→ Work required: Pick out and copy every line of the records below that contains the word "window".

→ Records shown:
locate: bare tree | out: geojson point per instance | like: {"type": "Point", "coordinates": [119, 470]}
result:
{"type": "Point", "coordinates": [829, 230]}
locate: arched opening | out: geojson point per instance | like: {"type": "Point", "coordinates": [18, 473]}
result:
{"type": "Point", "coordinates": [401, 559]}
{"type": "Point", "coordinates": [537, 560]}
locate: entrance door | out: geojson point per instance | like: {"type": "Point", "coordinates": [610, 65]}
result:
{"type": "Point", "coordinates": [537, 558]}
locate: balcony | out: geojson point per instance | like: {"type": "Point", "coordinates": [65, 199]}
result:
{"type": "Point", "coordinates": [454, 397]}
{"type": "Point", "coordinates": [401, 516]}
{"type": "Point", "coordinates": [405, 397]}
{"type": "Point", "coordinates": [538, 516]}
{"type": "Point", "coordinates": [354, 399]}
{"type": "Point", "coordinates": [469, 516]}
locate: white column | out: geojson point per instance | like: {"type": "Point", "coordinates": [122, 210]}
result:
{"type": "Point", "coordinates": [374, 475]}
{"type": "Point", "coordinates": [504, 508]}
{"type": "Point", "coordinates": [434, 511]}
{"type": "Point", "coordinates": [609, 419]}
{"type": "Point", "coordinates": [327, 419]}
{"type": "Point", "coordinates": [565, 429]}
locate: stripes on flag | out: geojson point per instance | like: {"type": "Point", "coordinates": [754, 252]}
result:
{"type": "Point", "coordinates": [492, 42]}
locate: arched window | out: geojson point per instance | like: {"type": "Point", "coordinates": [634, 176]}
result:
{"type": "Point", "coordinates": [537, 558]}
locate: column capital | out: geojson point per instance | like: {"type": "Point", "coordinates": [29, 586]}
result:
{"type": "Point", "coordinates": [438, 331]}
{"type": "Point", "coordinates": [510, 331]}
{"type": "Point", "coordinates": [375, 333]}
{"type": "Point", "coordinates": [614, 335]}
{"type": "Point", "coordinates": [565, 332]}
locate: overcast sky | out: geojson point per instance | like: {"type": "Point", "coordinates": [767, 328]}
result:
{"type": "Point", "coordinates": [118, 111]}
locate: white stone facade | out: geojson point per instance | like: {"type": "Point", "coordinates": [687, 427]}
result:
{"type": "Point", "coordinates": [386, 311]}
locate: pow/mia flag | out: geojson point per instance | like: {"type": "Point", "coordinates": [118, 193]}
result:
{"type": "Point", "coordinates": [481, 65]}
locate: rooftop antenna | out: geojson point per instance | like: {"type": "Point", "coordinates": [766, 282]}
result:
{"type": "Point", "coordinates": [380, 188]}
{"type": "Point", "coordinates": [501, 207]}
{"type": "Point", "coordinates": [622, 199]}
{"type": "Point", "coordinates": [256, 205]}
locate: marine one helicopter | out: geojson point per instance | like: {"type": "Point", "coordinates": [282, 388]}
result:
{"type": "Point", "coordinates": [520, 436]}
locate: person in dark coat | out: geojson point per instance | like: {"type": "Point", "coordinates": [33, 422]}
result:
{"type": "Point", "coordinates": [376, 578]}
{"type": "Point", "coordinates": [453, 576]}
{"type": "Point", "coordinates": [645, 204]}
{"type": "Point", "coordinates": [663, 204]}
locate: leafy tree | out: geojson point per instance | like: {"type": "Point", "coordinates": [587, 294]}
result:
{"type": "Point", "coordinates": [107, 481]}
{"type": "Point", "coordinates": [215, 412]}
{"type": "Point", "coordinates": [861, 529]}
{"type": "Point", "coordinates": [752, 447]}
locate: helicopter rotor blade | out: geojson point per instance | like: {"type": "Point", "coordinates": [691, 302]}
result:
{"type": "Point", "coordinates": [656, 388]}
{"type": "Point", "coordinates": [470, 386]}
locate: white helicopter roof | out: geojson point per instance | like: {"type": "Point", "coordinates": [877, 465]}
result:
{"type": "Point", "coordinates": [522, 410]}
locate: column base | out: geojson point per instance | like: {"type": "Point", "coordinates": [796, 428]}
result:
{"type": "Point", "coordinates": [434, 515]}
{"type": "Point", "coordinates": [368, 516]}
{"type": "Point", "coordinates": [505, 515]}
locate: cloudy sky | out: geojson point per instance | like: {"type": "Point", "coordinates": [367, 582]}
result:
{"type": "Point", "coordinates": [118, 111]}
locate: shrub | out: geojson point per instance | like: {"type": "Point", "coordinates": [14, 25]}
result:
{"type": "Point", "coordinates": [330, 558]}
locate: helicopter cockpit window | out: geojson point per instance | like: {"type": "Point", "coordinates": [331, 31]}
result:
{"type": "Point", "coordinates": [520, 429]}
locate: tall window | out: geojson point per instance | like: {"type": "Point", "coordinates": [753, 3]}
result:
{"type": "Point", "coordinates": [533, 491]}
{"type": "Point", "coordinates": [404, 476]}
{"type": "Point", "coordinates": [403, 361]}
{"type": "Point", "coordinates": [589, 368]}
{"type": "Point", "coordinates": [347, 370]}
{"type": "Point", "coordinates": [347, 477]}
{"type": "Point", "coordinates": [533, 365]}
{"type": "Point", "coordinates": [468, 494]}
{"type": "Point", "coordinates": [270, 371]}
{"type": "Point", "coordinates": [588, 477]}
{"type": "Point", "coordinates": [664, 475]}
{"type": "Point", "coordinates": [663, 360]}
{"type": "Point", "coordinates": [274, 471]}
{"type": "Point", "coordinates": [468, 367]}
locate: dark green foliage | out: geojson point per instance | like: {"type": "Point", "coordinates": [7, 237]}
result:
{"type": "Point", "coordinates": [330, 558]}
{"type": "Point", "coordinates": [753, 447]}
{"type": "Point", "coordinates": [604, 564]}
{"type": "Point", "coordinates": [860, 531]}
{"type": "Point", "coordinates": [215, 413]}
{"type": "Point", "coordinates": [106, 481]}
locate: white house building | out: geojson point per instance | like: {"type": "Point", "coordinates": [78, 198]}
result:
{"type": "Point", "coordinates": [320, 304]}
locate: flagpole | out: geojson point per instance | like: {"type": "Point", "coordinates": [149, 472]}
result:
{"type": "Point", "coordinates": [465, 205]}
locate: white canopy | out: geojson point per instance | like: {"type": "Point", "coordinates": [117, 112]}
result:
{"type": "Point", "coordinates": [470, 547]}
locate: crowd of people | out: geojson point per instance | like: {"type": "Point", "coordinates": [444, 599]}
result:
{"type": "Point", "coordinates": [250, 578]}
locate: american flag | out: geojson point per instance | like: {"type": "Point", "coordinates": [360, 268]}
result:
==
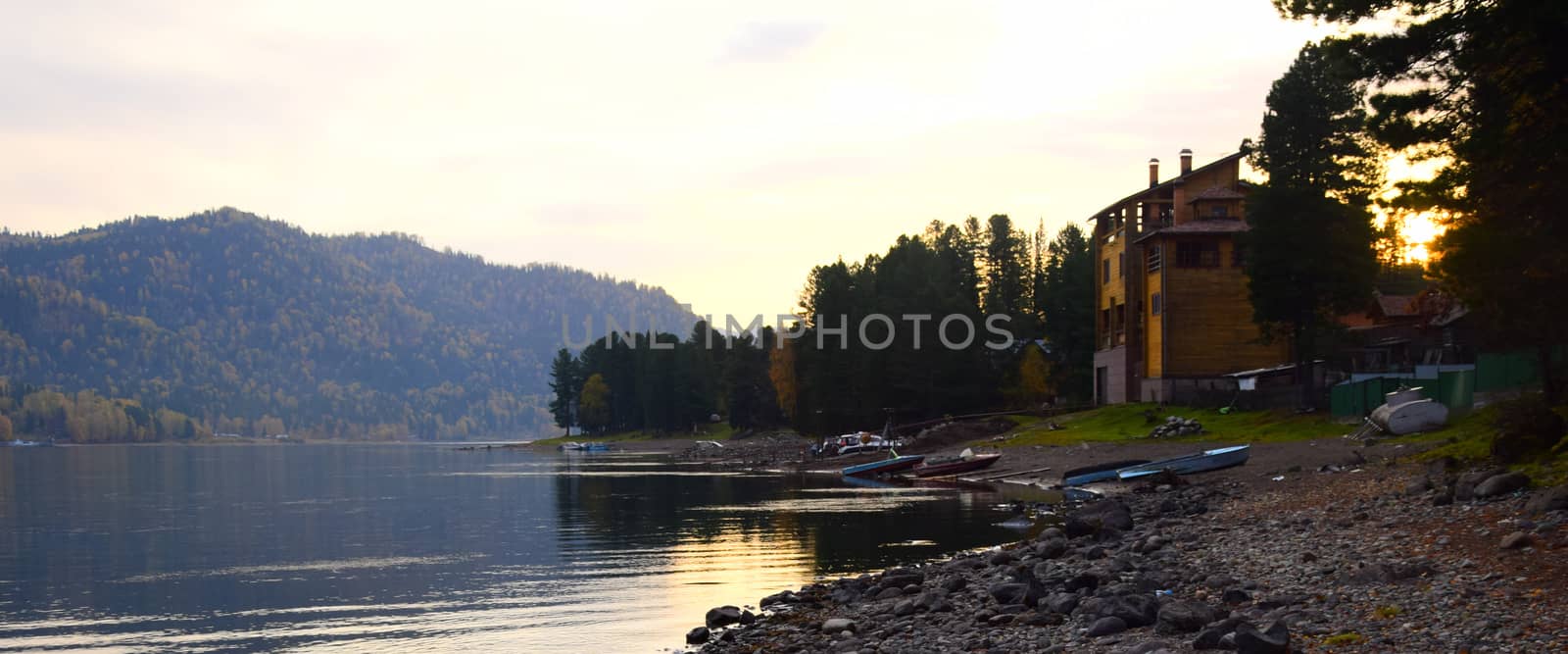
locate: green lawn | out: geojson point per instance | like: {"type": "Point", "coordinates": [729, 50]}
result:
---
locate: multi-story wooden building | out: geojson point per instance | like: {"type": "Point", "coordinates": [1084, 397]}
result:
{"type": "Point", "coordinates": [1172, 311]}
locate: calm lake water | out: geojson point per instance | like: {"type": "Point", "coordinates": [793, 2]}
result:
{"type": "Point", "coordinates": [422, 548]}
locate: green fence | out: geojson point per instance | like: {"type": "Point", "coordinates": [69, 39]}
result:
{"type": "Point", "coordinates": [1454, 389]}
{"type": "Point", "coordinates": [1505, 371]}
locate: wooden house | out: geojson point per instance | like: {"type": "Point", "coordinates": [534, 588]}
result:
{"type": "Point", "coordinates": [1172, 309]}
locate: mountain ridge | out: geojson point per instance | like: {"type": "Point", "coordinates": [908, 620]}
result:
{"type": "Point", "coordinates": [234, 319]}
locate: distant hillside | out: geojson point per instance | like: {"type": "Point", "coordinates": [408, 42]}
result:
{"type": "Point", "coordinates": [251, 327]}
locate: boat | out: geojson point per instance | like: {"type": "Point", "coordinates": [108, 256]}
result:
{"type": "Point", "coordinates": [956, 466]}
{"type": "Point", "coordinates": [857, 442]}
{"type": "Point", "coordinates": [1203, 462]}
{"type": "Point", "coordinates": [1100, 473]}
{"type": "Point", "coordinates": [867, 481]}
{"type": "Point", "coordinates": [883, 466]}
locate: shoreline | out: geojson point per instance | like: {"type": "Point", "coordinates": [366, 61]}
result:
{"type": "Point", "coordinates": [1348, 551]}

→ Completed exercise:
locate: arched window | out: geojson point per instance | like: {"type": "Point", "coordinates": [634, 176]}
locate: helicopter cockpit window | out: geojson point per instance | like: {"type": "Point", "coordinates": [331, 31]}
locate: tall window | out: geojson point per instance | like: {"type": "Point", "coordinates": [753, 3]}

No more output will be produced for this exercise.